* **EXCERPTED PASSAGE**:
Has Ireland rocked the Apple cart for future data centre investments?

14 Sep 2017

Apple logo. Image: 360b/Shutterstock

Flagship project for the west of Ireland is jeopardised as Apple suggests it may nip this one in the bud.

Ireland, it seems, is very, very close to scoring an own goal when it comes to landing multimillion-euro data centre investments.

The country’s plodding planning process and musty legal apparatus have managed to steal defeat from the jaws of victory as Apple, one of the world’s biggest tech giants, reconsiders its plans for a state-of-the-art data centre in Ireland’s west.

Two years ago, Apple announced its plans to build an €850m data centre in Athenry. A sister data centre was also announced for Denmark.

At its peak, the investment in Galway was estimated to be worth more than €1bn and would put Ireland on the global digital map as well as encouraging more digital investments and data centres to go west.

Two years on, the Danish data centre is almost complete, while not one sod has been turned on the Athenry site.

Stymied by planning and legal holdups, iPhone maker Apple has signalled that the Athenry data centre project has been jeopardised, according to media reports. It is understood that Apple scouted more than 19 countries before choosing Ireland.

The data centres in Athenry and Denmark’s Jutland are to be host to popular Apple services such as iCloud, Apple Music, Siri and various e-commerce activities. The Athenry base is proposed to be powered by 100pc renewable energy and would be 166,000 sq m in size, but hidden from the public eye by forest.

An Bord Pleanála gave the project the go-ahead in August 2016. However, by November last year, three objectors – local residents Sinéad Fitzpatrick and Allan Daly, and Wicklow landowner Brian McDonagh – received permission to seek a full judicial review of the Apple decision by An Bord Pleanála. This prompted 2,000 local people from Athenry to march in support of the data centre.

For its part, Apple urged the process be fast-tracked. But it appears that the legal apparatus plods to its own ponderous beat and the earliest hearing was set for 23 June.

Due to a shortage of judges, the hearing had to be rescheduled for 30 June. More delays ensued. Then, it emerged on 27 July that a ruling has now been listed for the next court term, with a hearing scheduled to be given on 12 October.

Is there something rotten at the core of Europe’s digital capital?

Ireland likes to model itself as the digital capital of Europe and indeed, many of the world’s biggest tech companies – from Apple to Google, Facebook and Microsoft – have international headquarters in the country. The sector employs thousands of people and is the lynchpin for unlocking growth for ordinary businesses and start-up opportunities for ordinary citizens.

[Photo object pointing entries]
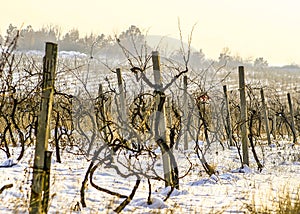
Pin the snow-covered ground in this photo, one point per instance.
(230, 191)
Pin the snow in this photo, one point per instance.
(228, 191)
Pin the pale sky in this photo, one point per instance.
(249, 28)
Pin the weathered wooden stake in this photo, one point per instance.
(266, 119)
(122, 97)
(243, 126)
(43, 129)
(185, 113)
(160, 119)
(47, 167)
(228, 116)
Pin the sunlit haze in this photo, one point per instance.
(250, 29)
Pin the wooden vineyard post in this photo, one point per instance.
(292, 118)
(43, 130)
(243, 121)
(47, 167)
(266, 119)
(122, 97)
(185, 107)
(159, 121)
(228, 117)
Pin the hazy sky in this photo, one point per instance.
(249, 28)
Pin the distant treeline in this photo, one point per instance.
(132, 39)
(31, 39)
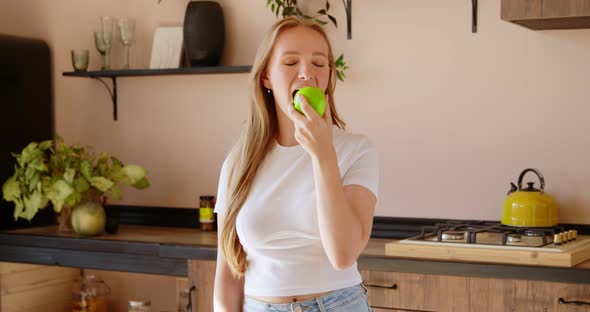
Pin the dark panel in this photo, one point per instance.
(95, 260)
(166, 71)
(26, 110)
(563, 275)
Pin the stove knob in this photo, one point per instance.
(557, 239)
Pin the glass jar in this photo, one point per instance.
(139, 305)
(206, 218)
(90, 294)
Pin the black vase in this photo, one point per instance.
(204, 33)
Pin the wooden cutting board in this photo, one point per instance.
(566, 256)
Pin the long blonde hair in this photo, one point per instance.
(258, 138)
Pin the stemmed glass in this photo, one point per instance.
(127, 32)
(104, 40)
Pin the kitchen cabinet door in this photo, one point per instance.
(492, 294)
(201, 274)
(32, 288)
(410, 291)
(566, 8)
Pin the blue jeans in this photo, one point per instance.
(350, 299)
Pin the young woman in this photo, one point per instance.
(297, 193)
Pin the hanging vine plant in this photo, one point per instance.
(290, 7)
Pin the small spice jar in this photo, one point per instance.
(139, 305)
(90, 294)
(206, 217)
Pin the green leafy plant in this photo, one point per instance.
(290, 7)
(52, 171)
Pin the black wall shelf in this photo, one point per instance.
(114, 74)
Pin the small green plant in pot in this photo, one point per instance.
(73, 179)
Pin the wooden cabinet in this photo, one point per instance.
(566, 8)
(547, 14)
(28, 288)
(421, 292)
(201, 274)
(392, 291)
(491, 294)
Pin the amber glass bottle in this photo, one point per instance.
(206, 218)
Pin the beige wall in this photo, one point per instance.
(456, 116)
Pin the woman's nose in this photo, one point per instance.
(305, 73)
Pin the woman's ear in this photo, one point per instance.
(265, 80)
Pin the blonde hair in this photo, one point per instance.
(258, 138)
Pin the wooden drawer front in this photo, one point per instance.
(416, 291)
(521, 9)
(490, 294)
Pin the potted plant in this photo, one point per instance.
(290, 7)
(73, 179)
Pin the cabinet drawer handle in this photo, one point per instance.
(563, 301)
(394, 286)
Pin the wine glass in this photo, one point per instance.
(127, 35)
(103, 40)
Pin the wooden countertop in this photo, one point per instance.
(165, 250)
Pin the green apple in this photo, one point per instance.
(88, 219)
(315, 97)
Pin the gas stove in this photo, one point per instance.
(495, 243)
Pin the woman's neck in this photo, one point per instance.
(286, 131)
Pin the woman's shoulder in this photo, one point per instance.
(345, 138)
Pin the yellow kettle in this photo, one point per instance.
(529, 207)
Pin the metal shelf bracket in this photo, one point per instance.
(473, 16)
(348, 9)
(112, 92)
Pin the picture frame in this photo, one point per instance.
(167, 48)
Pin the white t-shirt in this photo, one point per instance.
(278, 224)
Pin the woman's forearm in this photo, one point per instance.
(341, 230)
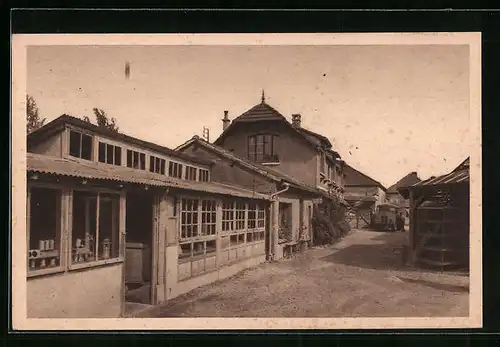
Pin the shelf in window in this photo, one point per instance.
(97, 263)
(45, 271)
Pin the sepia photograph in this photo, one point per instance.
(257, 181)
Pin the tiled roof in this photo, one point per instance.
(59, 123)
(264, 112)
(37, 163)
(357, 178)
(406, 181)
(272, 174)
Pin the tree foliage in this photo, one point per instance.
(103, 120)
(33, 120)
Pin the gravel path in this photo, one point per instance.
(362, 275)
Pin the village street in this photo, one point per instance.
(362, 275)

* **AIM OF THE EXERCISE**: Write out the Apple data centre article again, everything from "The country’s plodding" down to "in Ireland’s west.", and put "outdated" in place of "musty".

* **RESULT OF THIS TASK**:
The country’s plodding planning process and outdated legal apparatus have managed to steal defeat from the jaws of victory as Apple, one of the world’s biggest tech giants, reconsiders its plans for a state-of-the-art data centre in Ireland’s west.